◆ Prompt 1: Do these statements agree with the forum thread on the CC R-Line's styling? For each of (a), (b) and (c), answer yes or no and quote the words of the thread that decide it. (a) SHIPARCH says the negative reactions are coming from owners of pre-facelift models. (b) slowhatch steered a best friend into a white '13 CC. (c) pop and lock says the front bumper should be at least as low as the sideskirts.

— BEGIN Excerpted passage —

Srsly, a CC-R. How cool would that be?


----------



## SHIPARCH (Nov 27, 2011)

Funny how the puke fest is coming from pre-facelift model owners. :laugh:


----------



## VWFSIB6 (Jun 12, 2007)

One of these will be mine. I hope they release them in early fall :thumbup:


----------



## Juniorfeel (Dec 24, 2011)

SHIPARCH said:


> Funny how the puke fest is coming from pre-facelift model owners. :laugh:


 Haha, I noticed that too. Personally, I like it...I do think it (the R-line) needs more pizazz that further distinguishes it from the standard CC. If I were to get one (speaking hypothetically), I'd have to get a new grill for the lower section. That definitely does not jive with me, looks way to out of place.


----------



## Mr CC (Apr 3, 2012)

FUGLY! The lower grill seems to have had a divorce from upper grill. I don't see any relationship between the two designs. Back to the drawing board VW.:screwy:


----------



## jspirate (Jan 15, 2011)

The r-line always looked like sh!t to me, but this is a new level of nasty.

Holy freakin-cow Batman! I can't imagine taking a car with decent lines and screwing it up more. Pure fu©kin sh!t.

Pure fu©kin sh!t.


----------



## slowhatch (Jul 2, 2010)

very underwhelmed. Maybe it will grow on me... maybe not. (this is coming from someoene who just steered his best friend into a night blue sport plus '13 CC)


----------



## RudydG (Jan 15, 2012)

VW, what are you doing??? 
This front is ugly, seems cheap, and certainly not sporty like the old model.


----------



## VWFSIB6 (Jun 12, 2007)

I think with a proper drop & clean OEM style wheels (Interlagos?), it'll look nice. At least, that's what I plan on doing.


----------



## Sammzway (Aug 14, 2011)

I'll be honest with you guys. When I first heard about CC R-Line, I was thinking 330 horses, dual exhaust, meaner sound, overall just a top of the line model. When I saw the r-line at the dealer, I was laughing my ass off. Seriously, every other "R" or "S" or "F" (whatever letter you use to identify a sports model) is a mean machine, i.e. Volvo's R line, Lexus's F lineup and so forth. Why can't we get a better engine and a meaner sound out of a CC R-Line? CC R-Line is a joke.


----------



## pop and lock (Apr 13, 2003)

Not diggin the looks of that so called "aggressive" front bumper :thumbdown: it should be atleast as low if not a little lower than the sideskirts and that grill/mesh material is absolutely horrible :banghead: While I can appreciate the fact VW wants to make cosmetic changes to the R Line CC to set it apart from the other models in the line up they also need to address the performance aspects aswell...ie: more hp maybe bigger brakes, awd, something...make it a true R model.

— END Excerpted passage —
— BEGIN Exercise input —

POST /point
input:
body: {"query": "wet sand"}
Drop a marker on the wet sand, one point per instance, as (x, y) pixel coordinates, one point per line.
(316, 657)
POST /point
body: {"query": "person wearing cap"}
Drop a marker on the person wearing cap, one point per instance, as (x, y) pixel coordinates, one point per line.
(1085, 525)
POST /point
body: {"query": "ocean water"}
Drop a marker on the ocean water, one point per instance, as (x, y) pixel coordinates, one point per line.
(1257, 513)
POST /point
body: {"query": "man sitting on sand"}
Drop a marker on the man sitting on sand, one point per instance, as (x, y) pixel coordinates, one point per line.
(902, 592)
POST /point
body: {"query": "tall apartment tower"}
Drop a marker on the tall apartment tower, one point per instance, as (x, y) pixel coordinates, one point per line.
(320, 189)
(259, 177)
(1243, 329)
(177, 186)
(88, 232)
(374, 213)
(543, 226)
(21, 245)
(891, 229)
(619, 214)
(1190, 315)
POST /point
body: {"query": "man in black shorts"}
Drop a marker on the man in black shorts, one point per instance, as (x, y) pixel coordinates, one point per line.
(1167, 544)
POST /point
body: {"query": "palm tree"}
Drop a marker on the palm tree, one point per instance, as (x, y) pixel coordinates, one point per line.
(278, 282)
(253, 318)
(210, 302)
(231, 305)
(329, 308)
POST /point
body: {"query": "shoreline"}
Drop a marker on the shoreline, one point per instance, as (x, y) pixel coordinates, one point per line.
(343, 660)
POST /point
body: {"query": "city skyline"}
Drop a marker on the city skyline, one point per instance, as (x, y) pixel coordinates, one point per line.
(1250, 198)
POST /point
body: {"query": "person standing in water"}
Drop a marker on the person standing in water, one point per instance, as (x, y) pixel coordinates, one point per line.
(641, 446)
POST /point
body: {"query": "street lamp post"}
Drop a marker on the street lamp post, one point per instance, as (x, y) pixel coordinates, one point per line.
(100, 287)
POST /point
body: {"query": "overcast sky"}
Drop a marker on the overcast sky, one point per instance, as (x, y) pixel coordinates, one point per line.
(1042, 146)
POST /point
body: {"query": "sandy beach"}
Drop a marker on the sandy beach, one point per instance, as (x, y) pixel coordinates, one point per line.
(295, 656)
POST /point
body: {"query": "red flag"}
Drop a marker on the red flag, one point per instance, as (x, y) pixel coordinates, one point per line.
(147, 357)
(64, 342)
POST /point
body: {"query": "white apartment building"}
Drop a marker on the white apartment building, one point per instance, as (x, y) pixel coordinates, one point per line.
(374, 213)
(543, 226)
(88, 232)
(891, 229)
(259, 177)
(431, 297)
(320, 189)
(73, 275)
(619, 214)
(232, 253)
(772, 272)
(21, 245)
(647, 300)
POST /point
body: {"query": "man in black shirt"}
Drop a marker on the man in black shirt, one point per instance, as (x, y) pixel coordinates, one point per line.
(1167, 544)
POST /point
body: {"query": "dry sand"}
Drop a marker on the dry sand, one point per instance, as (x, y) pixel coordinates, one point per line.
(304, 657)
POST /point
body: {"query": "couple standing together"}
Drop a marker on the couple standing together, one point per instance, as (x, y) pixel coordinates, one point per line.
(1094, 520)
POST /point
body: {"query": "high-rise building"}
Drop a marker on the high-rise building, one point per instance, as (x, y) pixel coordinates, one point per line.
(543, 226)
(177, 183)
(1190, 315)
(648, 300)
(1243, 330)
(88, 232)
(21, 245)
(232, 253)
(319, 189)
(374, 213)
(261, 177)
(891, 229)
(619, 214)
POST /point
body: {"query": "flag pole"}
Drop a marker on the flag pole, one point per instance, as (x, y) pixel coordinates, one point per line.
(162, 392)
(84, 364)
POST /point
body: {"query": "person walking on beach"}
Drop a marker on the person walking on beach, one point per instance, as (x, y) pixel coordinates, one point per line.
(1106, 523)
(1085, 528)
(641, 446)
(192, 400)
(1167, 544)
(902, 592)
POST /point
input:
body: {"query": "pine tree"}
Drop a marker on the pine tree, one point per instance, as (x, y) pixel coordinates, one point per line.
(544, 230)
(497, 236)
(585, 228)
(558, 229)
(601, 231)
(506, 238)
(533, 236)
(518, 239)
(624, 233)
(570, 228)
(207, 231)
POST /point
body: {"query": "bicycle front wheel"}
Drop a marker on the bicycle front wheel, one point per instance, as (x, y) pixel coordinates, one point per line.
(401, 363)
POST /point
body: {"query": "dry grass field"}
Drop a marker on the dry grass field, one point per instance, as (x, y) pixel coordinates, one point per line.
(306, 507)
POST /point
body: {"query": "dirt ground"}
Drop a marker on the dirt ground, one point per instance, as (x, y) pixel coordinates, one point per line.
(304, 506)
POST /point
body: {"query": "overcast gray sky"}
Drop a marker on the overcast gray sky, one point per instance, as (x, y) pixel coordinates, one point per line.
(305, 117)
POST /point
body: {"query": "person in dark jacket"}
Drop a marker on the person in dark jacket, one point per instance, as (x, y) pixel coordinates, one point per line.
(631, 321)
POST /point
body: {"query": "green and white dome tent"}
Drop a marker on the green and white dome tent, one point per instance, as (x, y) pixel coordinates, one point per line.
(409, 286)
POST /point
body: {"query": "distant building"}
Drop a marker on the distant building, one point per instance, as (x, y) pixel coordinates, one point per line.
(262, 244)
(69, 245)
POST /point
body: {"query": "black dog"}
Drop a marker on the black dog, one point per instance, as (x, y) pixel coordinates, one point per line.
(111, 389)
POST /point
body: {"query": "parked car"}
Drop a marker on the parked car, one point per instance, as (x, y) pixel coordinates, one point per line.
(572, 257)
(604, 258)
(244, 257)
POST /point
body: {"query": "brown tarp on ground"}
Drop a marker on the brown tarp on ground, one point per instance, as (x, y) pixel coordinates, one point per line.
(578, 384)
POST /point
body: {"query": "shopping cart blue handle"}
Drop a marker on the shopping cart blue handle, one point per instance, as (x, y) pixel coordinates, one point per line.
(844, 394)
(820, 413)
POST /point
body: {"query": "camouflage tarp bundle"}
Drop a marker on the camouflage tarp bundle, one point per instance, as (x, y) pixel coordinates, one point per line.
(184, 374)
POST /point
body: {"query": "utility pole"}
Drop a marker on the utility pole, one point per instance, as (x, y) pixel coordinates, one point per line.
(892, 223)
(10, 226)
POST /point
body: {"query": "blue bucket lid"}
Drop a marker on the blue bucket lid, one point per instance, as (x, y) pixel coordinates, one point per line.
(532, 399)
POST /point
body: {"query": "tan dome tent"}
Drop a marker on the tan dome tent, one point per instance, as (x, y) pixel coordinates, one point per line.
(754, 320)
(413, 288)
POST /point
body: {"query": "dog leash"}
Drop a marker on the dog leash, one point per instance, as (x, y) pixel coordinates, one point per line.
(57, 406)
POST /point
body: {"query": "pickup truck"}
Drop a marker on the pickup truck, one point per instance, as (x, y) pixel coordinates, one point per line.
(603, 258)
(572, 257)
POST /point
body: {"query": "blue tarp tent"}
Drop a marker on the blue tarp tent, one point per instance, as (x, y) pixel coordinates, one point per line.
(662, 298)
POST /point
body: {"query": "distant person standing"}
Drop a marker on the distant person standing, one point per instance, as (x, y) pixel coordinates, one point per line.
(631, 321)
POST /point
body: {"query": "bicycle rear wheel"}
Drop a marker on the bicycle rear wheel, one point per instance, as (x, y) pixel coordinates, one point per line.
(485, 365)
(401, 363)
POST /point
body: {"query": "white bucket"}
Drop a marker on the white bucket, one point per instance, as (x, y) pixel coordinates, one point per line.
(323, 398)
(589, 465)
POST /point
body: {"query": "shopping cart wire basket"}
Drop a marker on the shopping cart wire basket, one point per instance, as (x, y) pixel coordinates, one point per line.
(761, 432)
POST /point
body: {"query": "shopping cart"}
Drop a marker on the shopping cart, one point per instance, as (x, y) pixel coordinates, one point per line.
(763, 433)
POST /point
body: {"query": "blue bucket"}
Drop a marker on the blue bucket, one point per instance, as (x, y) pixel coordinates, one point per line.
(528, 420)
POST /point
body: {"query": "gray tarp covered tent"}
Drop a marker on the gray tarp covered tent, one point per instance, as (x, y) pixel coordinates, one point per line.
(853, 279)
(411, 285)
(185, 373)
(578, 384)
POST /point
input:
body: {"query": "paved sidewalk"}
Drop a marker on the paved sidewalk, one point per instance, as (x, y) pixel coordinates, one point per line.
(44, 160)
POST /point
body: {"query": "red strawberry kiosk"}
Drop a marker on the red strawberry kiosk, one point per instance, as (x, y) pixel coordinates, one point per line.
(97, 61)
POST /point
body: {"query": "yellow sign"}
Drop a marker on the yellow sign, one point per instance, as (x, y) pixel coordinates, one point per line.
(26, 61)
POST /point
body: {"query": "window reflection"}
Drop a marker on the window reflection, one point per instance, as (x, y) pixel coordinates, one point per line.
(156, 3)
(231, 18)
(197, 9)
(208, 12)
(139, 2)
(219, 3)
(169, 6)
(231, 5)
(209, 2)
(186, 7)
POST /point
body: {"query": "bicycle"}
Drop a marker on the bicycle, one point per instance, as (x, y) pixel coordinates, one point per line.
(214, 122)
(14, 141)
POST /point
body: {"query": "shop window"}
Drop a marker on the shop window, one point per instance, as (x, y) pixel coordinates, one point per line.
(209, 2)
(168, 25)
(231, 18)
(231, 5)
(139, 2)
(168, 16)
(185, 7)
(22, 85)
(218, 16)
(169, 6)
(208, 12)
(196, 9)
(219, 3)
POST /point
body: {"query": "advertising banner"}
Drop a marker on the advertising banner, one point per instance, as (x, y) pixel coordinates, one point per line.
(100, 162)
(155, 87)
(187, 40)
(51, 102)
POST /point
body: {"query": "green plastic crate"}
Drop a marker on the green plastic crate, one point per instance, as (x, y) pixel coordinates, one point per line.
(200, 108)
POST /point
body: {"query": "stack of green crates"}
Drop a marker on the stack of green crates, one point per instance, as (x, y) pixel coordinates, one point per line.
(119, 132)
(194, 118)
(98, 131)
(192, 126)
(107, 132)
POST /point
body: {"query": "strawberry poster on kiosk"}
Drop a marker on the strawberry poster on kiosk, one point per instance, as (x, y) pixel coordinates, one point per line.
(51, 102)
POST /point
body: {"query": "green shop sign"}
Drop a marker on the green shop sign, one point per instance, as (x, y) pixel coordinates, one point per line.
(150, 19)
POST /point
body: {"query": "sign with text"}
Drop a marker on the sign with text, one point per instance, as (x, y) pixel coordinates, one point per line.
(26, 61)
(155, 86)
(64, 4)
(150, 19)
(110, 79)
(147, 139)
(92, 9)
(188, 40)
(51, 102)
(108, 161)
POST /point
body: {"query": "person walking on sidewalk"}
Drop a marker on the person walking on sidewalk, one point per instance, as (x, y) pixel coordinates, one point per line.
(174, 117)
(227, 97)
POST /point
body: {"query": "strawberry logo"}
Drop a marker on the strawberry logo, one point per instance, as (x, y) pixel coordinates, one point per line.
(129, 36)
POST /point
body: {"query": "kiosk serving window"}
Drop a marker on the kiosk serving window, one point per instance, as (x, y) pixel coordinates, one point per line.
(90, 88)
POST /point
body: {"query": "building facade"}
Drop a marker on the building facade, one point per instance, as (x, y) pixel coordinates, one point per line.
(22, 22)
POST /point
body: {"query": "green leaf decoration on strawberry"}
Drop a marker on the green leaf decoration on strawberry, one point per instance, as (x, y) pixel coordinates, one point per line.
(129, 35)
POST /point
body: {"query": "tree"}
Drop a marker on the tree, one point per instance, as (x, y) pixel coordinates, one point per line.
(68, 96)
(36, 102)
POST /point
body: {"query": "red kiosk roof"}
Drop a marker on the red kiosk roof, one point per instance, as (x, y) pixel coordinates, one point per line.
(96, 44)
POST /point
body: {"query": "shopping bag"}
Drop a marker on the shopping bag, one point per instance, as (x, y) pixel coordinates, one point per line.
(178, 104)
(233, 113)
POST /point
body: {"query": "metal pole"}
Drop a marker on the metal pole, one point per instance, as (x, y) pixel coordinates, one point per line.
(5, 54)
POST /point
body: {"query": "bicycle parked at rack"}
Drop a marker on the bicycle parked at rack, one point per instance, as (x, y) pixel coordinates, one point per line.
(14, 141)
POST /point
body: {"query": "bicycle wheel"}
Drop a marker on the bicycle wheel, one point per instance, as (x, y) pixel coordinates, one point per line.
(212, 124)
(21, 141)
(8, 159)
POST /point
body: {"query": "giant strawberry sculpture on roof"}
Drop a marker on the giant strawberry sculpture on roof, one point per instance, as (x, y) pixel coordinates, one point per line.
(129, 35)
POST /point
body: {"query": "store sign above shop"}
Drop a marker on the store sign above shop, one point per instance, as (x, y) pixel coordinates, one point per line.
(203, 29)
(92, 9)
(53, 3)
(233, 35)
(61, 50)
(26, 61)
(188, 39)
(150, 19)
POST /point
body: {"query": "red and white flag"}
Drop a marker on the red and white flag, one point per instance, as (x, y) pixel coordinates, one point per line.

— END Exercise input —

◆ Prompt 2: Which lines in the records contain the string "dirt"? Report each of those lines in full. Case counts.

◆ Correct response 1:
(a) Yes: "Funny how the puke fest is coming from pre-facelift model owners."
(b) No: "a night blue sport plus '13 CC"
(c) Yes: "it should be atleast as low if not a little lower than the sideskirts"

◆ Correct response 2:
body: {"query": "dirt ground"}
Drop a marker on the dirt ground, one point per instance, as (x, y) pixel coordinates, one point per line.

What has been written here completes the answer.